PROMPT 1
Write out the passage of the Killeen murders article below from "On Jan. 17, Vance" up to and including "in his bed.".
PROMPT 2
In the Killeen murders article below, what program does the Killeen Police Department take part in to encourage potential witnesses to come forward?

EXCERPTED TEXT
========
By Philip Jankowski
Killeen Daily Herald
Of the five Killeen murders committed this year, the only homicide case that is 100 percent closed is a murder-suicide that occurred in January.
Police have a suspect in two murders, one who remains at large. As for the other two, no warrants have been issued and those crimes remain under investigation.
At this pace, Killeen will have 12 murders by the end of the year. It would tie a three-year high.
To take someone's life is perhaps the most heinous crime person can commit. No one, especially Killeen police, take them lightly. But murders are often random, in-the-moment crimes. Predicting when and how many will occur in a given time is all but impossible.
Capt. Lee Caufield, head of Killeen Police Department's Criminal Investigation Division, said comparing time periods can be an arbitrary process.
"To simply compare this year to last year provides no clear predictable pattern to what will occur in the next week, or in the coming nine months," Caufield stated in an email.
Caufield said murders occur at varying rates. Killeen is a small enough city that a single murder changes the overall outlook of yearly statistics by a large margin.
The biggest challenge facing KPD is finding witnesses willing to provide information that may lead to arrest, Caufield said. Fear of retaliation can lead them to keep quiet.
"Many people have information but simple fear impedes the information gathering process in many of our cases," he said.
To help encourage potential witnesses to come forward, KPD participates in Crime Stoppers. The program allows people to give the department critical information without revealing their identity. All tips are anonymous.
On Jan. 17, Vance Thomas Delano Jr. was killed by his 15-year-old son, Frederick Delano. The younger Delano is believed to have shot his father while he slept in his bed.
The teenager then turned the gun on himself. He was a student at Ellison High School.
Keary Jerrell Flowers, 29, was shot to death Feb. 19. Police are searching for a "person of interest" in the shooting, though no suspect has been named.
Flowers died after he was shot in the 1700 block of Cedarhill Drive. Police have named Don Walter Carter Jr., as a person of interest in the investigation. They believe he may have information that could lead to an arrest.
========
DATA SHOWN

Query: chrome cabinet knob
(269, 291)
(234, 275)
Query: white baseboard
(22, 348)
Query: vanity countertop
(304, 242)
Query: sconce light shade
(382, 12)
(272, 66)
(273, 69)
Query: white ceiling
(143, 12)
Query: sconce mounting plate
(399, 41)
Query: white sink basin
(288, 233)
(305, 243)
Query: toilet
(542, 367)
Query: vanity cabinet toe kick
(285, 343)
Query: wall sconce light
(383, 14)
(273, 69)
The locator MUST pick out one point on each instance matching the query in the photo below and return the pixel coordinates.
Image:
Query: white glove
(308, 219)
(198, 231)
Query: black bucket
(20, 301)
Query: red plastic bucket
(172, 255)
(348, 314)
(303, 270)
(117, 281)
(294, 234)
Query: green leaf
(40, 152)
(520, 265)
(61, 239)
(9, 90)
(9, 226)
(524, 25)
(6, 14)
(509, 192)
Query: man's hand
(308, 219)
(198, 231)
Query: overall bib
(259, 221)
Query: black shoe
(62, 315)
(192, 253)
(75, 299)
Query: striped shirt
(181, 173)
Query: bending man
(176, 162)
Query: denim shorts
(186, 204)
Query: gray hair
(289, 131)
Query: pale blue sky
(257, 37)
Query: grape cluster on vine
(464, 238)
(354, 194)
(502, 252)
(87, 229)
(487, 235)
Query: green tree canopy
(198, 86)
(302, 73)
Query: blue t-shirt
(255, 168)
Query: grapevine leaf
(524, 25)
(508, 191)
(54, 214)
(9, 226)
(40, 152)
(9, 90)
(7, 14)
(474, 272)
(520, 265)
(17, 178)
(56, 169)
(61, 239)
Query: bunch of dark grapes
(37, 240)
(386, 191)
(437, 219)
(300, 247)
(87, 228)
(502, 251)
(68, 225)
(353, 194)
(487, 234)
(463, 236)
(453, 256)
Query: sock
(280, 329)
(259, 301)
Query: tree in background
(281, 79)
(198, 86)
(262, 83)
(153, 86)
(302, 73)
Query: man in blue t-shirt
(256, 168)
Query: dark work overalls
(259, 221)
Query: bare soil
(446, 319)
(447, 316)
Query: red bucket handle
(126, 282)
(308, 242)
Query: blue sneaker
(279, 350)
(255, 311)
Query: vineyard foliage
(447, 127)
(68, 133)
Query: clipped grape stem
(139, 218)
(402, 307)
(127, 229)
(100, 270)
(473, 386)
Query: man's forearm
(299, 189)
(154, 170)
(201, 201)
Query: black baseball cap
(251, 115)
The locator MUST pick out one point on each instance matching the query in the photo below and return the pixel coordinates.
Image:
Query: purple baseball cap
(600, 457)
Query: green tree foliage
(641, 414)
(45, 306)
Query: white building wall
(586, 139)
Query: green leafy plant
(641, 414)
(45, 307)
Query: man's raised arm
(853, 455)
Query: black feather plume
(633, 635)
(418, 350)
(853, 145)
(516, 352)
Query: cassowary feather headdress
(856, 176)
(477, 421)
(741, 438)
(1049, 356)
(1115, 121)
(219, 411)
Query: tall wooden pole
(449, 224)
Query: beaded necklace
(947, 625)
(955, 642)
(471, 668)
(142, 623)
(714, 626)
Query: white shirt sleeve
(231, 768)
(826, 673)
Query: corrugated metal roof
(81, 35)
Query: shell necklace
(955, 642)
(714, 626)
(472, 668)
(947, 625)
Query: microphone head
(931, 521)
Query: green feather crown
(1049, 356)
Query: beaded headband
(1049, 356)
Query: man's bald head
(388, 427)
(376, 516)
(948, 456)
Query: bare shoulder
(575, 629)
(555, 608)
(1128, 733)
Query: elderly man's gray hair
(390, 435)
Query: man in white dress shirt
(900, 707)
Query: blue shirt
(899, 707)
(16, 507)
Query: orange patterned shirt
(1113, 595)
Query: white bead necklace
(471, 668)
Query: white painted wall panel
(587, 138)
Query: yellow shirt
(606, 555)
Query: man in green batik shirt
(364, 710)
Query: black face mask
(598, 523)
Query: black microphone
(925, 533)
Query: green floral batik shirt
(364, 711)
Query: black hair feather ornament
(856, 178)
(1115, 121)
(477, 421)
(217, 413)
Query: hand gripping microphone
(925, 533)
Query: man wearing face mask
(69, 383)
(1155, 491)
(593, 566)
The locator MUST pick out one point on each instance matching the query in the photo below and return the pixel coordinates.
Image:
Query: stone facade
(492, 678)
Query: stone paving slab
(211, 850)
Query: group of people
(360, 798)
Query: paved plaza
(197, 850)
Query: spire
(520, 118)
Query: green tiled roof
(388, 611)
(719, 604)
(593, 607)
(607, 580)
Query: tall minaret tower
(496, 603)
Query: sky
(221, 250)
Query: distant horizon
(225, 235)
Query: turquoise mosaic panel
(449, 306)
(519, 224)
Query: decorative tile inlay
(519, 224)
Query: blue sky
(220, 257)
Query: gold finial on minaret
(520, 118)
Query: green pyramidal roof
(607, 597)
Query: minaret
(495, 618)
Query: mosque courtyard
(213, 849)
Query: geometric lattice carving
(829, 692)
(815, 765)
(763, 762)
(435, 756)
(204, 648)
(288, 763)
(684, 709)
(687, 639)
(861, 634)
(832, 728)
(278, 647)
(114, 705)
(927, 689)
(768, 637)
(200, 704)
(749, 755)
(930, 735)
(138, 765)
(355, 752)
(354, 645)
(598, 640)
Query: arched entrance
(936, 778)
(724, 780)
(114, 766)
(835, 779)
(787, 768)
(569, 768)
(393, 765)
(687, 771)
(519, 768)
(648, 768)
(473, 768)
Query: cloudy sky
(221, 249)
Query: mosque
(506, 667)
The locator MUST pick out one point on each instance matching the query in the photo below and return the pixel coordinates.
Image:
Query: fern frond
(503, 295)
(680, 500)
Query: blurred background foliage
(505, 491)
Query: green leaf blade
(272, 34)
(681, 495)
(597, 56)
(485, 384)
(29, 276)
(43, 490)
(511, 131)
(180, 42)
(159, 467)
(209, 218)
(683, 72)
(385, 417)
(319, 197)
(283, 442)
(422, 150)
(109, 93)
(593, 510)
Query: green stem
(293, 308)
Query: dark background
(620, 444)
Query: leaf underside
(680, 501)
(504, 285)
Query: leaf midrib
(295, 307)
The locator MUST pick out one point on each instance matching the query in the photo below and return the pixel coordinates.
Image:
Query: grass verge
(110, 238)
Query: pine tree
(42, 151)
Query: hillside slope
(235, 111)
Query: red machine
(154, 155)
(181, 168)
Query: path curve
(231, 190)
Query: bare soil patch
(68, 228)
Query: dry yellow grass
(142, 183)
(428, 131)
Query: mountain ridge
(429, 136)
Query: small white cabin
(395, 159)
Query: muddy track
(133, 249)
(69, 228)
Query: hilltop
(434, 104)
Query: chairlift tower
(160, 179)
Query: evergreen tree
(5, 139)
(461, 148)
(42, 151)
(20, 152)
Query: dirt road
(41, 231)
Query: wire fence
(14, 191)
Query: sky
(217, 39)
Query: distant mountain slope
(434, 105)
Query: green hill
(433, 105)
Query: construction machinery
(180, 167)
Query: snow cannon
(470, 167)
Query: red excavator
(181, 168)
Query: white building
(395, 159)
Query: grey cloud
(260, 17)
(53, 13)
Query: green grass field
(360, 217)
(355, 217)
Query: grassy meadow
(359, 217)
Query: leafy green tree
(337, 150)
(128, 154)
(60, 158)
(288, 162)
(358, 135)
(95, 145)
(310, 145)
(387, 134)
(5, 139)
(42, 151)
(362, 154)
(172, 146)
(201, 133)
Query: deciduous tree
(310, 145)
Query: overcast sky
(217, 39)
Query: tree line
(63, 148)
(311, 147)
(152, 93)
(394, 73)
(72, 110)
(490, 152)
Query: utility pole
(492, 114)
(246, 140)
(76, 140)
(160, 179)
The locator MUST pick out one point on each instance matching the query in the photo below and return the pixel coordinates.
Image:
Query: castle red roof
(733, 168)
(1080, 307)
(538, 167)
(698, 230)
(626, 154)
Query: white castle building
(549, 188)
========
ANSWER SPACE 1
On Jan. 17, Vance Thomas Delano Jr. was killed by his 15-year-old son, Frederick Delano. The younger Delano is believed to have shot his father while he slept in his bed.

ANSWER SPACE 2
Crime Stoppers.